* **ИСХОДНЫЙ ТЕКСТ**:
----

В конце прошлого года поэт и философ Михаил Немцев презентовал в Ереване книгу стихов «Как в кино», изданную в издательстве «Paroles». Мы поговорили с Михаилом о репрезентации войны в искусстве, авторитарных режимах в России и Азербайджане и о том, что на самом деле катастрофа никогда не заканчивалась.
Для начала хотел спросить, откуда в целом взялась тематика катастрофы и войны. Кажется, что она центральная во всём сборнике. При этом там есть довольно старые тексты на эту тему, а кажется, что они были написаны про сегодняшний день.
Я не знаю. Во-первых, нужно уточнить, что сборник — это во многом результат редакторской работы Юлии Подлубновой и Нины Александровой. Я очень благодарен им за этот самоотверженный труд. Так вот, в первом варианте сборника, который я рассылал в разные места, был блок стихов другого рода, которые дороги мне самому, таких любовно-эротических и смешных.

----

* **ИСХОДНЫЕ ДАННЫЕ**:
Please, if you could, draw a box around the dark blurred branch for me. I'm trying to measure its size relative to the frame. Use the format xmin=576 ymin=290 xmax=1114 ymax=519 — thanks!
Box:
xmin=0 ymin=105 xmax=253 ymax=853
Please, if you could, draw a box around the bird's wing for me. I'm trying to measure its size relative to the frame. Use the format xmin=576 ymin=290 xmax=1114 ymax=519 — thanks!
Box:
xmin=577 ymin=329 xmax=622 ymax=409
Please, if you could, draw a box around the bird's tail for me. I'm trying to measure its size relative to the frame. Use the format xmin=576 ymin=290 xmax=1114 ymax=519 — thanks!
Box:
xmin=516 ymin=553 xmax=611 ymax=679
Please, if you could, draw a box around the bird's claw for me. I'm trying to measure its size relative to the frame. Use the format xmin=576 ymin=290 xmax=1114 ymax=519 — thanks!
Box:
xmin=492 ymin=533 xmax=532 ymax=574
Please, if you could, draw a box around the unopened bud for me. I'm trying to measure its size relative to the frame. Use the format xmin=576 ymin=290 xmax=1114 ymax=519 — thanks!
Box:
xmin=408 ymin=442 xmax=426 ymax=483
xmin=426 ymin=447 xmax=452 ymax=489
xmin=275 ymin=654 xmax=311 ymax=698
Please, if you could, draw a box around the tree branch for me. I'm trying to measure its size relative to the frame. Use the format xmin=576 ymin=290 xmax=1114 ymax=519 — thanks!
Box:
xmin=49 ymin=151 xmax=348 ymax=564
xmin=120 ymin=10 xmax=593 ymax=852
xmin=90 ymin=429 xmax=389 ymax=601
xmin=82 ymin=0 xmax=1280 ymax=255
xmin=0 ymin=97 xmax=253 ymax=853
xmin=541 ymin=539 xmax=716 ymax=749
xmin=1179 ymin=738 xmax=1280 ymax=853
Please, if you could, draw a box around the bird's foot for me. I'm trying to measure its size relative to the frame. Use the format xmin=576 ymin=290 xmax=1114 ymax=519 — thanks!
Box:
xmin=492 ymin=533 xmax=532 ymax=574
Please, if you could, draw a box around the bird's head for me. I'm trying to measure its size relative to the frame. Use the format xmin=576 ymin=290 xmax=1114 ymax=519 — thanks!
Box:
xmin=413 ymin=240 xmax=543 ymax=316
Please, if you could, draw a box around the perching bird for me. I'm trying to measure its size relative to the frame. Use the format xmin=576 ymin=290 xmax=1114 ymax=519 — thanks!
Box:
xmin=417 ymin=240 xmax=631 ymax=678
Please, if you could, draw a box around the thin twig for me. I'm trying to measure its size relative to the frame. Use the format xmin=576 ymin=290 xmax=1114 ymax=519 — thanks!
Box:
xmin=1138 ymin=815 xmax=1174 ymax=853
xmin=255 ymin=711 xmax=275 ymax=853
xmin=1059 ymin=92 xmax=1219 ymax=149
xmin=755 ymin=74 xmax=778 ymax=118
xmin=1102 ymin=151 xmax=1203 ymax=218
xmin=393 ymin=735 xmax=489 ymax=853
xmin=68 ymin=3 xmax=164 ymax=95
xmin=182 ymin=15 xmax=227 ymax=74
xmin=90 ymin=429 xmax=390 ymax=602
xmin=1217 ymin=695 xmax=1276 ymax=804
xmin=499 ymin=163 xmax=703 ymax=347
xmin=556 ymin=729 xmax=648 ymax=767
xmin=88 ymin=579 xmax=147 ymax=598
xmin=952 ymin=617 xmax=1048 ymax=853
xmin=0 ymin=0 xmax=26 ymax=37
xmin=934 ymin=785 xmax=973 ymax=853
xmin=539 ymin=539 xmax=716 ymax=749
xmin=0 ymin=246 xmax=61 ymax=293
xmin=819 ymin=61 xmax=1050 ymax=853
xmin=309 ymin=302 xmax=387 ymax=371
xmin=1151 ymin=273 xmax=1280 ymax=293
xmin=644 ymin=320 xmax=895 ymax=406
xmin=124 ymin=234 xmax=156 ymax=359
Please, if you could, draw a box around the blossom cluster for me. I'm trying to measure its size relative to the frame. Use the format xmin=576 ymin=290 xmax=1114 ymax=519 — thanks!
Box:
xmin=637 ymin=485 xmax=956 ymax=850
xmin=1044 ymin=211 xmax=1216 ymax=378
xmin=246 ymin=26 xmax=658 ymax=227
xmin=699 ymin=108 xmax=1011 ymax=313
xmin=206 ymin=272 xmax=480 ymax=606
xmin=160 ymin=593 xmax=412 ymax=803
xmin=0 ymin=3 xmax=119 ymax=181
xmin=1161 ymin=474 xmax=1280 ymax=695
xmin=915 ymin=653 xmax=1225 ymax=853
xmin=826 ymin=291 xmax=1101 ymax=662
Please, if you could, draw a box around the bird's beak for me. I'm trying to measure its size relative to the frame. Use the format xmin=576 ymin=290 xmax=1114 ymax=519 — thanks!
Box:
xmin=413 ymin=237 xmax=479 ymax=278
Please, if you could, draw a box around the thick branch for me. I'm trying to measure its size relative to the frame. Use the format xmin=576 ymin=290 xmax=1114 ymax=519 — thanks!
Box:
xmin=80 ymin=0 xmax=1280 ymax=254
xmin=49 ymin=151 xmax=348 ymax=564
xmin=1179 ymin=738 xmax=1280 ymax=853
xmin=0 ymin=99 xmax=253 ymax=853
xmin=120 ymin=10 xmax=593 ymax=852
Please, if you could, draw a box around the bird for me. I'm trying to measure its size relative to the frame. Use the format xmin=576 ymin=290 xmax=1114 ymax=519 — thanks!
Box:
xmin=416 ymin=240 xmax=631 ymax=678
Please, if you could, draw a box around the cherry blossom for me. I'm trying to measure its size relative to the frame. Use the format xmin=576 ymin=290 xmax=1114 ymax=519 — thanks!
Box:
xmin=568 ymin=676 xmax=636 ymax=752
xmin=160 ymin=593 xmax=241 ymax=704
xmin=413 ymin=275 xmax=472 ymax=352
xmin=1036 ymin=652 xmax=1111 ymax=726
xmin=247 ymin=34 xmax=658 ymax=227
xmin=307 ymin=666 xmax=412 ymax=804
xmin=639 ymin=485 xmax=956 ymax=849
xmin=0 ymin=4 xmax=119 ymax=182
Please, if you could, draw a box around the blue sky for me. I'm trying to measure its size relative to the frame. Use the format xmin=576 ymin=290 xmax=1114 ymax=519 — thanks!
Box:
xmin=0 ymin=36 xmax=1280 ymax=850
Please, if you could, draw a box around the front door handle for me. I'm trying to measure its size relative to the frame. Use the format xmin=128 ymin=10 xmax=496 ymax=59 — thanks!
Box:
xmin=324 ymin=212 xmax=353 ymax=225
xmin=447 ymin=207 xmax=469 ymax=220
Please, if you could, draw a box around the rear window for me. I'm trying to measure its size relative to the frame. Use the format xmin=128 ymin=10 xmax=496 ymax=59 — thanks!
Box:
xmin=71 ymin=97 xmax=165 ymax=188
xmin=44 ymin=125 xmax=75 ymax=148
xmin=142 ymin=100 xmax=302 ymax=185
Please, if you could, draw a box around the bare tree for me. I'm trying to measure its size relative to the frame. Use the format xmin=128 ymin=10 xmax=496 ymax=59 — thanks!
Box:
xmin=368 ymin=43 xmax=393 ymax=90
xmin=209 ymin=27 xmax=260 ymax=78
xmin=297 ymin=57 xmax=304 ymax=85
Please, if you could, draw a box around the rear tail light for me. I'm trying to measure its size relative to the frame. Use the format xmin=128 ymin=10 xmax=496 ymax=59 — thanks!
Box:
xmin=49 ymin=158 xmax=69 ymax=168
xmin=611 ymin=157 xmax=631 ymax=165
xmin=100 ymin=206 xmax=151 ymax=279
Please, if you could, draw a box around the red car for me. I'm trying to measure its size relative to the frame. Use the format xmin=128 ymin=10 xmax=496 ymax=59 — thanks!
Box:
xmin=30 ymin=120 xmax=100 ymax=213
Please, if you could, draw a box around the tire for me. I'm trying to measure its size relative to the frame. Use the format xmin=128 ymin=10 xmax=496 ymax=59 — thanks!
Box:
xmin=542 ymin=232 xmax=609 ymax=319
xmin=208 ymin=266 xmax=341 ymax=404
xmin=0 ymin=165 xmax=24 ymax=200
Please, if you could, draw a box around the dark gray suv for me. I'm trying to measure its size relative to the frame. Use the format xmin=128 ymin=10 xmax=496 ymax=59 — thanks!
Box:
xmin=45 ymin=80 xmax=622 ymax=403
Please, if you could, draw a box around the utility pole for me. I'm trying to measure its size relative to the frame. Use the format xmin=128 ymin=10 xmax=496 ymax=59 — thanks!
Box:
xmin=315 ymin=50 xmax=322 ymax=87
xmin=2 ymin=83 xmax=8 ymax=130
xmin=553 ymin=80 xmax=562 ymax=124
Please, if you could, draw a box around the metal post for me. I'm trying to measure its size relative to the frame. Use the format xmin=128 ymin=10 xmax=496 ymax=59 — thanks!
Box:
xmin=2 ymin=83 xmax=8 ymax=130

----

* **ТРЕБОВАНИЯ**:
Продолжите интервью с Михаилом Немцевым о сборнике «Как в кино», начав сразу после его последнего предложения.

* **ГОТОВОЕ РЕШЕНИЕ**:
Редакторки сделали сборник гораздо более одноплановым, чем я сам хотел его видеть. В конечном итоге, сборнику это пошло на пользу. Он стал более целостным. Но часть того, чем я занимаюсь, в него не попало. Поэтому по книжке можно сделать вывод, что автор гораздо больший зануда, чем, я надеюсь, в реальной жизни.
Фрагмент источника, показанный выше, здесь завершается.